▸ Exercise passage
■ ■ ■ ■ ■ ■ ■

After a lot of deliberations and preparations, the federal agencies are eventually modernizing their infrastructure and taking steps towards the cloud environment. The technology team from the federal agency had first mooted the idea of a cloud model for their IT about 9 years ago. Their arguments were valid then and even now still stand good. The benefits and savings in the cloud are too large to be overlooked.
The focus to drive digital transformation to garner efficiency and improve service delivery led to the targeting of the federal data centers. The federal government had considered moving to the virtualization technology to reduce their data center footprint. It had become necessary to streamline the IT procurement by applying the best practices using the private sector.
The moment had been slow. In fact, till about a couple of years back, the federal agencies were continuing with the legacy systems and the effort towards moving to the cloud was minimal. The Office of Management and Budget had instructed in 2016 for the federal agencies to ensure 15 percent of the IT budget must be utilized for the cloud computing services but none of the federal agencies failed in meeting it.

■ ■ ■ ■ ■ ■ ■

▸ Work instructions
• a. In the passage on federal cloud adoption, how long ago did the federal agency's technology team first moot the idea of a cloud model for its IT?
• b. Say whether each statement agrees with the passage on federal cloud adoption, and quote the words that decide it.
(i) The federal government had considered virtualization technology to shrink its data center footprint.
(ii) Until about a couple of years back, the federal agencies had already moved off their legacy systems.
(iii) In 2016 the Office of Management and Budget told federal agencies to use 15 percent of the IT budget for cloud computing services.

▸ Stored data
■ ■ ■ ■ ■ ■ ■

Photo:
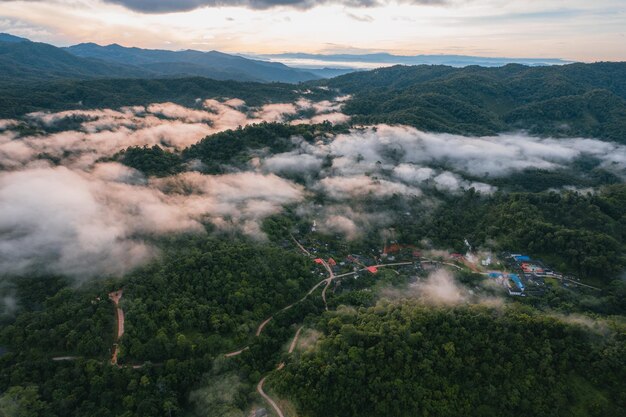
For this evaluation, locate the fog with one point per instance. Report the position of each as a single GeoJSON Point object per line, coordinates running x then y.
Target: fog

■ ■ ■ ■ ■ ■ ■

▸ Task-by-task results
• a. About 9 years ago.

• b.
(i) Yes: "The federal government had considered moving to the virtualization technology to reduce their data center footprint."
(ii) No: "till about a couple of years back, the federal agencies were continuing with the legacy systems"
(iii) Yes: "The Office of Management and Budget had instructed in 2016 for the federal agencies to ensure 15 percent of the IT budget must be utilized for the cloud computing services"